- **CHALLENGE**
Render every one of the following records as a numbered list, leaving out any blank lines.

- **DATA SECTION**

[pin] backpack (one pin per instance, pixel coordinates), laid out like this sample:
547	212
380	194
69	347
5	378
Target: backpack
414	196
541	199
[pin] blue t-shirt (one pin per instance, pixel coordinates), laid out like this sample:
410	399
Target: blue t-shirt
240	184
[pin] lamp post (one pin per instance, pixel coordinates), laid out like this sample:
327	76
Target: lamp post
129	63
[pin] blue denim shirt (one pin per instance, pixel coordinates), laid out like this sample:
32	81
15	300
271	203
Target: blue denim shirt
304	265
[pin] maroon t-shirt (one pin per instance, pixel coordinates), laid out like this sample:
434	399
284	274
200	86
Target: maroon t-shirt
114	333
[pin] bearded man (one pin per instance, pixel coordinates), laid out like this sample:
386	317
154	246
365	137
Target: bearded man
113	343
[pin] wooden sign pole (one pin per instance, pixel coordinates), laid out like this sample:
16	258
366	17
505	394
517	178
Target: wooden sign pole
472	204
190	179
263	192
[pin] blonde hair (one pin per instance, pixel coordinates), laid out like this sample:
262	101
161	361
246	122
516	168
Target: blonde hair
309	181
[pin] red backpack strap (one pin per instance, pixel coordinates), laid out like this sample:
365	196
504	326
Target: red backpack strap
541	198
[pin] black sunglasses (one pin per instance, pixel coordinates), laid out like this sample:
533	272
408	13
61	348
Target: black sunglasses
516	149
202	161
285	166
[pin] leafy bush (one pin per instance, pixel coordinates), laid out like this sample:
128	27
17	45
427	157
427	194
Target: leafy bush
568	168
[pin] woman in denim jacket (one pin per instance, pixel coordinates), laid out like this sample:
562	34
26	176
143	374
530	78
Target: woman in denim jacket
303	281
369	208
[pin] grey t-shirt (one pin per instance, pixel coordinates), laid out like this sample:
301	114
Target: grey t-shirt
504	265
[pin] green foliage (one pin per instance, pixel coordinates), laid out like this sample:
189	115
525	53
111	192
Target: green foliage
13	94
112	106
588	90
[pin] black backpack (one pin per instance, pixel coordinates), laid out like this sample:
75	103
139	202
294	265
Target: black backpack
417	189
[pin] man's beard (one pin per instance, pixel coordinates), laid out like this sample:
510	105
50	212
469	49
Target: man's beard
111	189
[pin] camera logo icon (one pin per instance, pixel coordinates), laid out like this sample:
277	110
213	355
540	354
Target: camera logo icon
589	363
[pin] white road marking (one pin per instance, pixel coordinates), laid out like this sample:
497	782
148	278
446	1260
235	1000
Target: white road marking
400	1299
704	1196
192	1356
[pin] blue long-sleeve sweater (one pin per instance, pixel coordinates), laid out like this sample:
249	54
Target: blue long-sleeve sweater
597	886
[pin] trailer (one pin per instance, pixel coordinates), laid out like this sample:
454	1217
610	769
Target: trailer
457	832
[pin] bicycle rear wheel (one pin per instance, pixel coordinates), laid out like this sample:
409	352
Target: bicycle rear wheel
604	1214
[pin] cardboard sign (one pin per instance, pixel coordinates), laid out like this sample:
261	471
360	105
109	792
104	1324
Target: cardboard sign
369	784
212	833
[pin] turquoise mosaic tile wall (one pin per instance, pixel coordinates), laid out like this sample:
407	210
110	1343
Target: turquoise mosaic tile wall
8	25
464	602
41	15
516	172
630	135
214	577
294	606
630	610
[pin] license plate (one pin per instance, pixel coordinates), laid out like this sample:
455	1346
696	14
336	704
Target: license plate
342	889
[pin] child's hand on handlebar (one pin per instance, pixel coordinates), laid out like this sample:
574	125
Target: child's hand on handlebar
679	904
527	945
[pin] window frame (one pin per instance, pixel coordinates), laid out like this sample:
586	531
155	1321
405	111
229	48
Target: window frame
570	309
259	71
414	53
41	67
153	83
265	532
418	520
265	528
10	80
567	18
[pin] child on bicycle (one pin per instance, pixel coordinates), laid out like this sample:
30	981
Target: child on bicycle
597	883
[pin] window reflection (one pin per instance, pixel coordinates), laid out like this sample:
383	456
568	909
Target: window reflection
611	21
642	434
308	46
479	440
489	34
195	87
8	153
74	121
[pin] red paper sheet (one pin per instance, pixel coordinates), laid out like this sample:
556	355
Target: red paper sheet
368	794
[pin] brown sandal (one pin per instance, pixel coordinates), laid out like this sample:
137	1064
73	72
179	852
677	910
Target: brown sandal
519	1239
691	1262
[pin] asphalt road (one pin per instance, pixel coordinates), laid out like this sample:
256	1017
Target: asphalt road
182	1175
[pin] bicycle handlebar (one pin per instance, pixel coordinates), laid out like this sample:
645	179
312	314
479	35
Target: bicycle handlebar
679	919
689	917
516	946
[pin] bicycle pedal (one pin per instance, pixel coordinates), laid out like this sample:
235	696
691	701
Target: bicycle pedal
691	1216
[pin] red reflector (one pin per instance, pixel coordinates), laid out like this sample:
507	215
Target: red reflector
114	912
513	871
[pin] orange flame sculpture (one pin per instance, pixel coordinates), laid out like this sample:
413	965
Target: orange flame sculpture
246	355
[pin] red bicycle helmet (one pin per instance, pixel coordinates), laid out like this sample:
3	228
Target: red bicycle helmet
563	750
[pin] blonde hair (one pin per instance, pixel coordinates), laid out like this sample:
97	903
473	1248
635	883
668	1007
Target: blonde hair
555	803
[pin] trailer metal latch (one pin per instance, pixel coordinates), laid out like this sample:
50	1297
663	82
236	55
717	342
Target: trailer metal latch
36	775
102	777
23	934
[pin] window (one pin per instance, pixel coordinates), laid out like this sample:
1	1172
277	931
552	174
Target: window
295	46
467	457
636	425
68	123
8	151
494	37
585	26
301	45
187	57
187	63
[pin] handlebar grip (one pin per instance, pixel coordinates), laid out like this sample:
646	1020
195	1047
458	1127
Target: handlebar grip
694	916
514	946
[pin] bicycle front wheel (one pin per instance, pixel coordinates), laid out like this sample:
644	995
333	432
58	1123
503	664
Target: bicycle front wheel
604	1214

- **SOLUTION TO THIS PROBLEM**
1. [pin] backpack (one pin per instance, pixel coordinates), laid out like this sample:
2. 547	212
3. 380	194
4. 69	347
5. 5	378
6. Target: backpack
7. 414	196
8. 541	199
9. [pin] blue t-shirt (one pin per instance, pixel coordinates), laid out like this sample:
10. 410	399
11. Target: blue t-shirt
12. 240	184
13. [pin] lamp post (one pin per instance, pixel coordinates), laid out like this sample:
14. 327	76
15. Target: lamp post
16. 129	63
17. [pin] blue denim shirt (one pin per instance, pixel coordinates), laid out like this sample:
18. 32	81
19. 15	300
20. 271	203
21. Target: blue denim shirt
22. 304	265
23. [pin] maroon t-shirt (one pin per instance, pixel coordinates), laid out like this sample:
24. 434	399
25. 284	274
26. 200	86
27. Target: maroon t-shirt
28. 114	333
29. [pin] bearded man (one pin per instance, pixel coordinates), laid out like this sample:
30. 386	317
31. 154	246
32. 365	137
33. Target: bearded man
34. 113	343
35. [pin] wooden sign pole (one pin per instance, pixel coordinates), laid out like this sample:
36. 16	258
37. 366	17
38. 505	394
39. 517	178
40. Target: wooden sign pole
41. 472	204
42. 190	179
43. 263	192
44. [pin] blonde hair (one pin per instance, pixel coordinates), laid out like this sample:
45. 262	101
46. 161	361
47. 246	122
48. 516	168
49. Target: blonde hair
50. 309	181
51. [pin] red backpack strap (one pin per instance, pixel coordinates), laid out like this sample:
52. 365	196
53. 504	326
54. Target: red backpack strap
55. 541	198
56. [pin] black sunglasses (one pin per instance, pixel coordinates), laid out like this sample:
57. 533	272
58. 408	13
59. 61	348
60. Target: black sunglasses
61. 516	149
62. 202	161
63. 285	166
64. [pin] leafy bush (one pin per instance, pixel coordinates), laid out like this sample:
65. 128	27
66. 17	45
67. 427	157
68. 427	194
69. Target: leafy bush
70. 568	168
71. [pin] woman in denim jacket (one pin per instance, pixel coordinates), laid out like this sample:
72. 562	34
73. 26	176
74. 143	374
75. 530	78
76. Target: woman in denim jacket
77. 303	281
78. 369	208
79. [pin] grey t-shirt (one pin per instance, pixel coordinates), laid out like this sample:
80. 301	114
81. Target: grey t-shirt
82. 504	265
83. [pin] green foliage (one pin per instance, pixel coordinates), laid out like this sample:
84. 189	115
85. 525	53
86. 111	192
87. Target: green foliage
88. 13	94
89. 112	106
90. 588	90
91. [pin] black backpack (one pin per instance, pixel coordinates), laid out like this sample:
92. 75	103
93. 139	202
94. 294	265
95. Target: black backpack
96. 417	189
97. [pin] man's beard (one pin per instance, pixel coordinates), laid out like this sample:
98. 510	105
99. 50	212
100. 469	49
101. Target: man's beard
102. 111	189
103. [pin] camera logo icon (one pin per instance, pixel coordinates), laid out like this sample:
104. 277	110
105. 213	355
106. 540	354
107. Target: camera logo icon
108. 589	363
109. [pin] white road marking (one pin per instance, pixel coordinates), laid out like this sample:
110. 497	782
111. 148	278
112. 446	1260
113. 235	1000
114. Target: white road marking
115. 400	1299
116. 704	1196
117. 192	1356
118. [pin] blue long-sleeve sweater (one pin per instance, pixel coordinates), laid out like this sample:
119. 249	54
120. Target: blue long-sleeve sweater
121. 597	886
122. [pin] trailer (one pin per instance, pixel coordinates), laid out like this sample:
123. 454	1217
124. 610	769
125. Target: trailer
126. 457	832
127. [pin] bicycle rear wheel (one pin per instance, pixel coordinates), laid out like this sample:
128. 409	352
129. Target: bicycle rear wheel
130. 604	1214
131. [pin] cardboard sign (one pin per instance, pixel coordinates), laid out like this sample:
132. 261	471
133. 360	105
134. 109	792
135. 104	1324
136. Target: cardboard sign
137. 369	784
138. 212	833
139. [pin] turquoise mosaic tile wall (one pin per instance, pixel coordinates), laid out like this sample:
140. 407	210
141. 110	1343
142. Target: turquoise mosaic tile wall
143. 8	25
144. 464	602
145. 41	15
146. 516	172
147. 630	135
148. 214	577
149. 294	606
150. 630	610
151. [pin] license plate (one pin per instance, pixel coordinates), laid out like this sample:
152. 455	1346
153. 696	14
154. 336	704
155. Target: license plate
156. 342	889
157. [pin] child's hand on handlebar (one pin per instance, pixel coordinates), laid out like this sample:
158. 574	125
159. Target: child's hand on handlebar
160. 679	904
161. 527	945
162. [pin] window frame (one pin per instance, pixel coordinates), laid out like this sample:
163. 586	531
164. 155	1321
165. 405	111
166. 229	48
167. Target: window frame
168. 570	309
169. 259	71
170. 414	53
171. 41	67
172. 153	83
173. 265	532
174. 418	520
175. 265	528
176. 10	80
177. 567	18
178. [pin] child on bicycle (one pin per instance, pixel coordinates), laid out like this sample:
179. 30	981
180. Target: child on bicycle
181. 597	883
182. [pin] window reflection (one pin per instance, pixel coordinates), laid out like this sample:
183. 383	456
184. 568	909
185. Target: window reflection
186. 611	21
187. 642	434
188. 308	46
189. 479	440
190. 489	34
191. 195	87
192. 8	153
193. 74	121
194. [pin] red paper sheet (one pin per instance, pixel coordinates), laid out like this sample:
195. 556	355
196. Target: red paper sheet
197. 368	794
198. [pin] brown sandal (one pin per instance, pixel coordinates), laid out like this sample:
199. 137	1064
200. 73	72
201. 179	852
202. 677	910
203. Target: brown sandal
204. 519	1239
205. 691	1262
206. [pin] asphalt road (one pin per instance, pixel coordinates), laid out like this sample:
207. 256	1017
208. Target: asphalt road
209. 182	1175
210. [pin] bicycle handlebar (one pin per instance, pixel coordinates), laid out like this sample:
211. 645	179
212. 312	314
213. 479	35
214. Target: bicycle handlebar
215. 679	919
216. 689	917
217. 516	946
218. [pin] bicycle pedal (one pin per instance, pixel coordinates), laid out like this sample:
219. 235	696
220. 691	701
221. Target: bicycle pedal
222. 691	1216
223. [pin] red reflector (one pin per instance, pixel coordinates), laid out like this sample:
224. 507	215
225. Target: red reflector
226. 114	912
227. 513	871
228. [pin] orange flame sculpture (one pin per instance, pixel coordinates), laid out like this sample:
229. 413	965
230. Target: orange flame sculpture
231. 246	355
232. [pin] red bicycle helmet (one pin per instance, pixel coordinates), laid out like this sample:
233. 3	228
234. Target: red bicycle helmet
235. 563	750
236. [pin] blonde hair (one pin per instance, pixel coordinates), laid out like this sample:
237. 97	903
238. 473	1248
239. 635	883
240. 668	1007
241. Target: blonde hair
242. 555	803
243. [pin] trailer metal latch (one pin per instance, pixel coordinates), laid out like this sample:
244. 50	1297
245. 663	82
246. 236	55
247. 717	342
248. Target: trailer metal latch
249. 36	775
250. 102	777
251. 23	934
252. [pin] window (one pin per instance, pixel coordinates), laid out like this sample:
253. 1	1172
254. 277	931
255. 552	174
256. Target: window
257. 295	46
258. 467	457
259. 636	425
260. 68	123
261. 8	151
262. 494	37
263. 585	26
264. 301	45
265. 187	57
266. 187	63
267. [pin] handlebar grip (one pin per instance, pixel coordinates), laid out like this sample:
268. 646	1020
269. 195	1047
270. 458	1127
271. Target: handlebar grip
272. 694	916
273. 514	946
274. [pin] bicycle front wheel (one pin per instance, pixel coordinates), laid out like this sample:
275. 644	995
276. 333	432
277. 58	1123
278. 503	664
279. Target: bicycle front wheel
280. 604	1214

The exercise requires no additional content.